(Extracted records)
☆ ☆ ☆ ☆

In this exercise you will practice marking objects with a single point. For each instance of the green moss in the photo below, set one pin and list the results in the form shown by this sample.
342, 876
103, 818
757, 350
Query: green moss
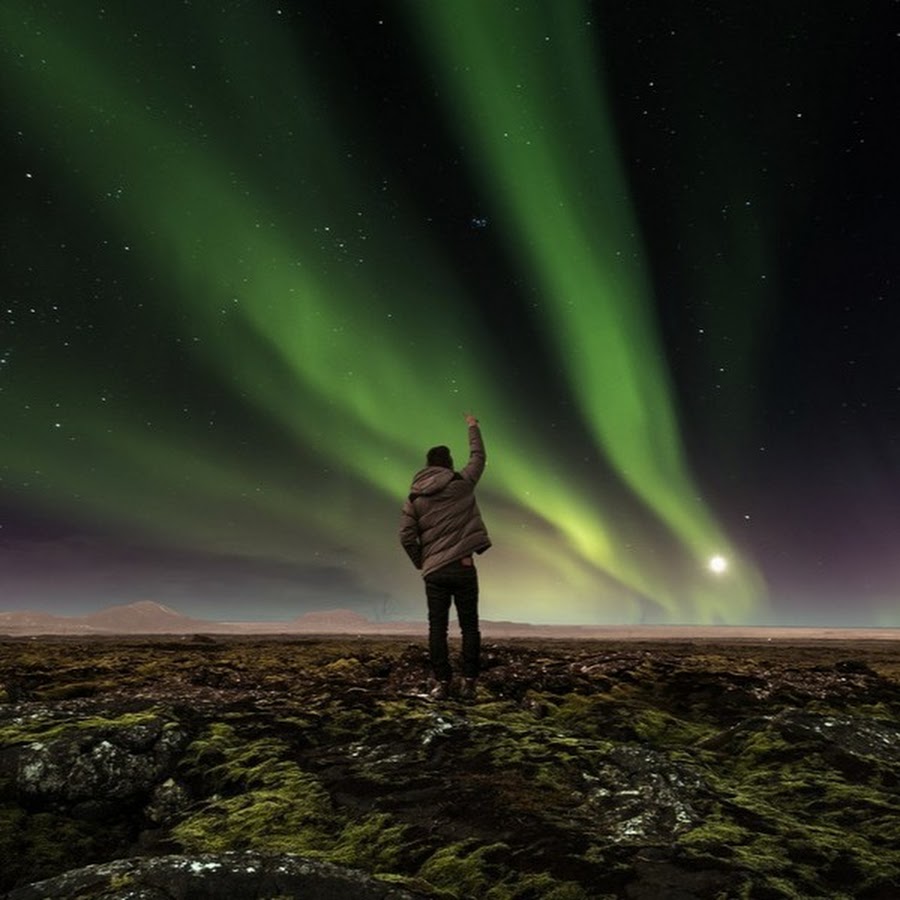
464, 870
373, 843
41, 731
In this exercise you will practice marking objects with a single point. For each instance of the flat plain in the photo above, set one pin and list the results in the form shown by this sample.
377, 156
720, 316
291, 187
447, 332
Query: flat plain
619, 767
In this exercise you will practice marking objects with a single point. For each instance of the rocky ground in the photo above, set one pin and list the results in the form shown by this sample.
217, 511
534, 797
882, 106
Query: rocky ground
318, 768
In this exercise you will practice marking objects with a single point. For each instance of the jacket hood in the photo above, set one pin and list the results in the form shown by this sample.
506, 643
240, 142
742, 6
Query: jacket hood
431, 480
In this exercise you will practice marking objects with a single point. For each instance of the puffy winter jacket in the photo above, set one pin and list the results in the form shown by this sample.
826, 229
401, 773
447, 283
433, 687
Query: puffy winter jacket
440, 521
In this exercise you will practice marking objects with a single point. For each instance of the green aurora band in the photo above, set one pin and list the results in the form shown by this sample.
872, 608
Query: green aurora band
303, 297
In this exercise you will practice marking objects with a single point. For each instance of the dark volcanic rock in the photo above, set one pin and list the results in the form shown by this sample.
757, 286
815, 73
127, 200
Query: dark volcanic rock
582, 771
236, 876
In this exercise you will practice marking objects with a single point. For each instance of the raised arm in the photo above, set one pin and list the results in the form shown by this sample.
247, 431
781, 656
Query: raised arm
477, 457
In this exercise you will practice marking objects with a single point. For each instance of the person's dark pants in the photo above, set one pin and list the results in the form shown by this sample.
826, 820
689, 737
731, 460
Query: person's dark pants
456, 582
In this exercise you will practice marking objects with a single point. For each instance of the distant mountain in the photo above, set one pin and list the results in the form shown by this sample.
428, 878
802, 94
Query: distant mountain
144, 617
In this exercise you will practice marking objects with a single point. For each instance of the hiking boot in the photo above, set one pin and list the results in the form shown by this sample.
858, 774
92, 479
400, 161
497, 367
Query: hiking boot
441, 691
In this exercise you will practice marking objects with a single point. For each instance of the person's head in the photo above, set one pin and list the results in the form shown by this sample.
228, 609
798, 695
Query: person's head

☆ ☆ ☆ ☆

Goal of the exercise –
Every record above must be given again exactly; drop the pictures.

Answer to this exercise –
In this exercise you will practice marking objects with a single point. For each instance of the green moss in the photo below, set one pin and list the results in the form shown by this sample.
342, 876
103, 818
757, 350
Query: green moss
464, 870
373, 843
41, 731
In this exercise you will practice marking objects with a single point. For each instance of the flat plain in the photo above, set one pin and list the results in the form shown by this sample.
377, 156
720, 316
291, 187
447, 332
Query: flat plain
619, 767
In this exercise you will practice marking objects with a single point. For each instance of the rocky ground in the photo above, set one pin and list the results in the form shown by this sample.
217, 511
534, 797
882, 106
Query: rocky ground
318, 768
In this exercise you will practice marking objects with a single point. For each instance of the jacket hood in the photo above, set one pin and list the results in the form shown by this sample.
506, 643
240, 142
742, 6
Query: jacket hood
431, 480
In this exercise you will practice marking objects with a single point. For each instance of the puffy winter jacket in the photo above, set one pin and list the results in the form shown by this sample.
826, 229
401, 773
447, 283
433, 687
Query: puffy winter jacket
440, 521
In this exercise you will practice marking objects with a single point. For each instance of the green aurora band in the photo above, set one pin and list the results in the form shown by this sample.
872, 608
Query: green aurora band
303, 297
In this exercise you will practice marking objects with a single point. For each instance of the dark volcanic rock in the photo above, set one pin and list the results in the form shown by this sample.
757, 286
815, 73
127, 200
Query: dark volcanic rock
582, 771
236, 876
In this exercise you will practice marking objects with a single point. For each instance of the raised arm in the photo above, set one pin and list the results in the form shown by this sample.
247, 431
781, 656
Query: raised arm
477, 457
In this exercise you will practice marking objects with a single point. For each instance of the person's dark pants in the photo above, set one pin and list the results in the form shown by this sample.
826, 820
689, 737
731, 460
Query: person's dark pants
456, 582
In this exercise you will practice marking objects with a single point. For each instance of the distant mountain in the photo above, set one pin and list the results in the form shown by this sample.
428, 878
802, 94
Query: distant mountain
144, 617
In this exercise you will practice marking objects with a single point. For each instance of the hiking boot in the photo above, set one pin and list the results in the form shown by this sample.
858, 774
92, 479
400, 161
497, 367
Query: hiking boot
441, 691
In this exercise you will practice marking objects with a single point. For each instance of the person's head in the photo above, set one pin and list the results in the form shown by this sample.
228, 609
798, 695
Query: person's head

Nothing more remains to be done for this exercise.